▸ **To do**:
(A) Using the OpenResty Q&A text, explain why the author answers a selected set of reader questions together in one post. Keep it to one to three sentences.
(B) Return, with no changes, the part of the OpenResty Q&A text that opens with the words containing "46 Q& a Four" and closes with "your enthusiastic comments.".

46 Q& a Four Is Shared Dictionary Cache Really Necessary

46 Q&A Four- Is Shared Dictionary Cache Really Necessary- #

Hello, I’m Wen Ming.

In the latest column update, the fourth section of OpenResty Performance Optimization has been completed. Congratulations on staying on track and actively learning and practicing, and thank you for your enthusiastic comments.

Many of the questions raised in the comments are valuable, and I have already replied to most of them in the app. Today, I have selected some questions that are not convenient to reply to on mobile or are more typical and interesting, and I will answer them collectively. On the other hand, this is also to ensure that no one misses any key information.

Now let’s take a look at these 5 questions for today.

Question 1: How to dynamically load Lua modules? #

Q: I have a question about dynamic loading implemented in OpenResty: After replacing a new file, how can I use the loadstring function to load the new file? I understand that loadstring can only load strings, so how can I reload a Lua file/module in OpenResty?

A: We know that loadstring is used to load strings, while loadfile can load specified files, for example: loadfile("foo.lua"). In fact, both commands achieve the same result.

▸ **Location identification entries**:
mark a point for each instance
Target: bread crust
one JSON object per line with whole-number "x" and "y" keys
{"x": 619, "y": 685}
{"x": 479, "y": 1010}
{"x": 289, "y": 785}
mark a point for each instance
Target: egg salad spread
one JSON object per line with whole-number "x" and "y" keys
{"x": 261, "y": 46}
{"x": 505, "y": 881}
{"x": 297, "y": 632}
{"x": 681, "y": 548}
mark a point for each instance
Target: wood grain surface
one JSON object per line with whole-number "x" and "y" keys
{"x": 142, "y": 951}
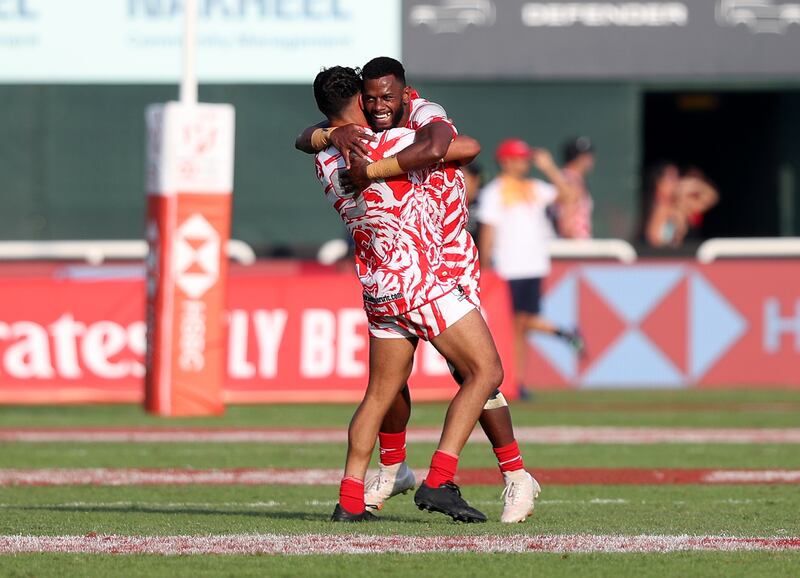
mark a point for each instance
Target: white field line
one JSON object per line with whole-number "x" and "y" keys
{"x": 531, "y": 435}
{"x": 305, "y": 544}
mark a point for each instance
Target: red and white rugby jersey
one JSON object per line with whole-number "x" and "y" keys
{"x": 398, "y": 226}
{"x": 460, "y": 252}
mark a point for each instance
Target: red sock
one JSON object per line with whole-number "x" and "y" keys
{"x": 351, "y": 495}
{"x": 443, "y": 469}
{"x": 393, "y": 448}
{"x": 508, "y": 457}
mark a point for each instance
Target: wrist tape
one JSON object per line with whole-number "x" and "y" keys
{"x": 384, "y": 168}
{"x": 321, "y": 138}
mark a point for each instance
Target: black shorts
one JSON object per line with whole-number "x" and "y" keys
{"x": 526, "y": 295}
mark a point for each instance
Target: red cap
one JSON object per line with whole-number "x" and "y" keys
{"x": 513, "y": 148}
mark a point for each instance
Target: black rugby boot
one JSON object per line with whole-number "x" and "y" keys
{"x": 447, "y": 500}
{"x": 342, "y": 515}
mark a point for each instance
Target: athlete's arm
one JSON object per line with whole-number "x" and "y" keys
{"x": 463, "y": 150}
{"x": 543, "y": 160}
{"x": 348, "y": 138}
{"x": 303, "y": 141}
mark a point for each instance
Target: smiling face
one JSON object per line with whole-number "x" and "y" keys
{"x": 386, "y": 102}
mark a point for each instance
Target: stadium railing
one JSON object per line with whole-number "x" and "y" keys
{"x": 713, "y": 249}
{"x": 98, "y": 251}
{"x": 593, "y": 249}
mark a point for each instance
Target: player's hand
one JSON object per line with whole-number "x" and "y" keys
{"x": 350, "y": 139}
{"x": 542, "y": 160}
{"x": 355, "y": 179}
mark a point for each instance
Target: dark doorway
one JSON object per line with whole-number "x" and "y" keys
{"x": 735, "y": 139}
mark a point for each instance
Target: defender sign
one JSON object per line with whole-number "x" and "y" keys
{"x": 583, "y": 39}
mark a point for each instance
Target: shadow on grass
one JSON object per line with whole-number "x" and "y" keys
{"x": 199, "y": 511}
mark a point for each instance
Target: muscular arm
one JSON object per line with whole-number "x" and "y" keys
{"x": 303, "y": 141}
{"x": 417, "y": 155}
{"x": 430, "y": 146}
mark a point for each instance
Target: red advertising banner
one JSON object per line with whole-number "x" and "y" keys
{"x": 76, "y": 334}
{"x": 728, "y": 324}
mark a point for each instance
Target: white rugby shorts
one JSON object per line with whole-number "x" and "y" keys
{"x": 425, "y": 322}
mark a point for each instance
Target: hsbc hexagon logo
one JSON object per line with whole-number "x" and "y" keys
{"x": 659, "y": 326}
{"x": 197, "y": 250}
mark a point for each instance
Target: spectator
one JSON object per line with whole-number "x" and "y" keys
{"x": 574, "y": 218}
{"x": 676, "y": 204}
{"x": 514, "y": 233}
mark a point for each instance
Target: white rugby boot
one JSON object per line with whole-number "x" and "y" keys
{"x": 388, "y": 482}
{"x": 519, "y": 495}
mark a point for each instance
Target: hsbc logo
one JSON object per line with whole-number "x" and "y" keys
{"x": 658, "y": 326}
{"x": 197, "y": 254}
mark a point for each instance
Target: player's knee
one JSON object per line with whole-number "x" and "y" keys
{"x": 496, "y": 401}
{"x": 491, "y": 375}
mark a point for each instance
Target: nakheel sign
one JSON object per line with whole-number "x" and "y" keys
{"x": 190, "y": 180}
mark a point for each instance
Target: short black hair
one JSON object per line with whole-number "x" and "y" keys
{"x": 577, "y": 146}
{"x": 383, "y": 66}
{"x": 334, "y": 87}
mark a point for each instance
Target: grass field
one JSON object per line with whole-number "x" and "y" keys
{"x": 573, "y": 525}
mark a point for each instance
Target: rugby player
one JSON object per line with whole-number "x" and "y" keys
{"x": 389, "y": 103}
{"x": 397, "y": 226}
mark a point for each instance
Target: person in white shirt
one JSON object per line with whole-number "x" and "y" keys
{"x": 514, "y": 233}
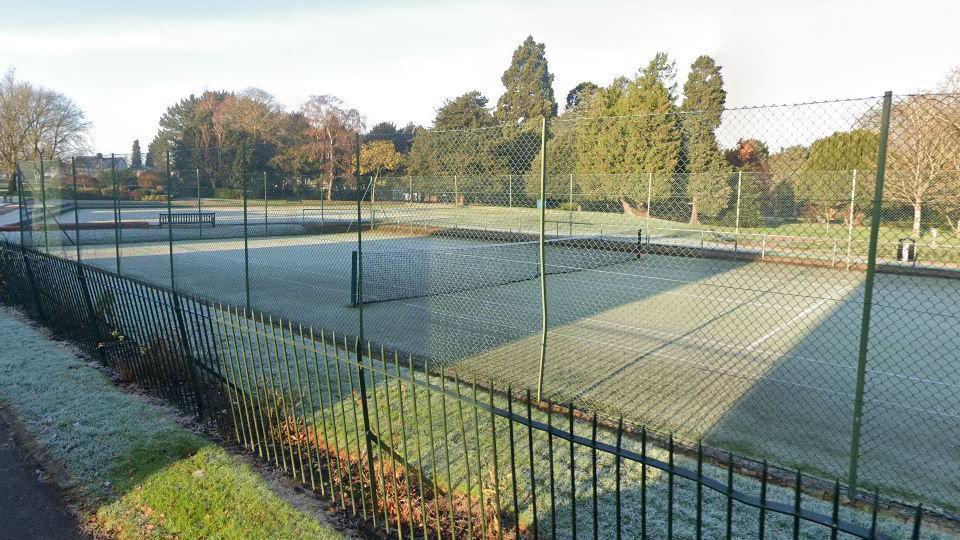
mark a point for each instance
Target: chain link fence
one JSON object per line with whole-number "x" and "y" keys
{"x": 731, "y": 276}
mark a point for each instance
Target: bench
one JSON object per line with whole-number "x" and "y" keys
{"x": 188, "y": 218}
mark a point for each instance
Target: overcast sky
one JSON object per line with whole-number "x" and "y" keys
{"x": 398, "y": 61}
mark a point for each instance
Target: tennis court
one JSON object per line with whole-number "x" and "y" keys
{"x": 754, "y": 356}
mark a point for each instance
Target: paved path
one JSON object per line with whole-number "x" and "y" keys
{"x": 29, "y": 508}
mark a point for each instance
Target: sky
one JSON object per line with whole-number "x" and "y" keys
{"x": 124, "y": 63}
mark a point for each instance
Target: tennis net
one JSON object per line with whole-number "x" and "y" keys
{"x": 414, "y": 273}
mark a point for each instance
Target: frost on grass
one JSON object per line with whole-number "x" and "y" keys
{"x": 135, "y": 467}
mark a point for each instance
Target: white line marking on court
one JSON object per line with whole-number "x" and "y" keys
{"x": 779, "y": 328}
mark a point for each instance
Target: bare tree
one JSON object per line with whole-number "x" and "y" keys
{"x": 37, "y": 123}
{"x": 14, "y": 127}
{"x": 332, "y": 135}
{"x": 923, "y": 153}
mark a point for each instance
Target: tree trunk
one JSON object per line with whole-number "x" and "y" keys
{"x": 630, "y": 209}
{"x": 917, "y": 212}
{"x": 694, "y": 215}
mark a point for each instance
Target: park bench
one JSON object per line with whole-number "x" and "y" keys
{"x": 188, "y": 218}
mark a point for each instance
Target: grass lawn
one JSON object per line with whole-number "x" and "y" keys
{"x": 135, "y": 470}
{"x": 465, "y": 451}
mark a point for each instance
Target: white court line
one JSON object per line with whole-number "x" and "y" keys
{"x": 779, "y": 328}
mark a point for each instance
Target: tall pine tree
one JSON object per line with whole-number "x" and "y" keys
{"x": 703, "y": 166}
{"x": 631, "y": 141}
{"x": 136, "y": 160}
{"x": 529, "y": 85}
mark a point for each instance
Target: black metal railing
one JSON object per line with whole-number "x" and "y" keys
{"x": 411, "y": 451}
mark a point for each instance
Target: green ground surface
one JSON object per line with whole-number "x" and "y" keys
{"x": 756, "y": 357}
{"x": 455, "y": 442}
{"x": 137, "y": 471}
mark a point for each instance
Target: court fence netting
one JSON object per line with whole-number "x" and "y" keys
{"x": 594, "y": 323}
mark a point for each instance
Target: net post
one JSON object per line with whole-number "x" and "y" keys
{"x": 199, "y": 205}
{"x": 354, "y": 300}
{"x": 43, "y": 202}
{"x": 868, "y": 293}
{"x": 21, "y": 203}
{"x": 358, "y": 256}
{"x": 169, "y": 190}
{"x": 853, "y": 193}
{"x": 76, "y": 206}
{"x": 737, "y": 220}
{"x": 649, "y": 198}
{"x": 246, "y": 235}
{"x": 542, "y": 256}
{"x": 116, "y": 208}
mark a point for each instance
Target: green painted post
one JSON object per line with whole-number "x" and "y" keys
{"x": 76, "y": 207}
{"x": 199, "y": 204}
{"x": 543, "y": 256}
{"x": 116, "y": 207}
{"x": 737, "y": 219}
{"x": 368, "y": 434}
{"x": 21, "y": 203}
{"x": 169, "y": 189}
{"x": 246, "y": 236}
{"x": 43, "y": 202}
{"x": 868, "y": 292}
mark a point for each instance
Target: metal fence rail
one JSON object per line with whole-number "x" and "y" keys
{"x": 792, "y": 297}
{"x": 438, "y": 456}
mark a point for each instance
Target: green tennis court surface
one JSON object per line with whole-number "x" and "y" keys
{"x": 754, "y": 356}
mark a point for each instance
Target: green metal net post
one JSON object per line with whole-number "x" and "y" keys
{"x": 76, "y": 207}
{"x": 169, "y": 189}
{"x": 368, "y": 433}
{"x": 21, "y": 204}
{"x": 199, "y": 203}
{"x": 246, "y": 235}
{"x": 43, "y": 206}
{"x": 116, "y": 206}
{"x": 542, "y": 255}
{"x": 868, "y": 292}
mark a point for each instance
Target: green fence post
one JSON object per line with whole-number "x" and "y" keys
{"x": 189, "y": 358}
{"x": 542, "y": 253}
{"x": 43, "y": 203}
{"x": 368, "y": 433}
{"x": 76, "y": 207}
{"x": 868, "y": 292}
{"x": 169, "y": 190}
{"x": 81, "y": 275}
{"x": 199, "y": 204}
{"x": 116, "y": 207}
{"x": 35, "y": 294}
{"x": 21, "y": 203}
{"x": 246, "y": 235}
{"x": 737, "y": 218}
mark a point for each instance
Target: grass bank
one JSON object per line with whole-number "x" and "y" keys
{"x": 134, "y": 470}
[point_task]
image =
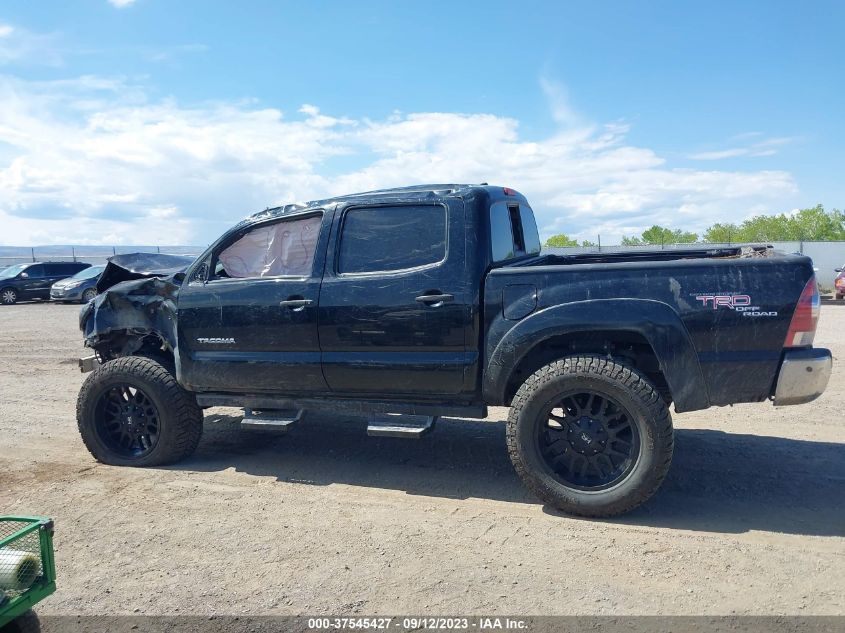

▸ **Task results**:
(A) The author chose questions that were inconvenient to reply to on mobile or were more typical and interesting, and answered them together. This was also meant to make sure no one misses any key information.

(B)
46 Q& a Four Is Shared Dictionary Cache Really Necessary

46 Q&A Four- Is Shared Dictionary Cache Really Necessary- #

Hello, I’m Wen Ming.

In the latest column update, the fourth section of OpenResty Performance Optimization has been completed. Congratulations on staying on track and actively learning and practicing, and thank you for your enthusiastic comments.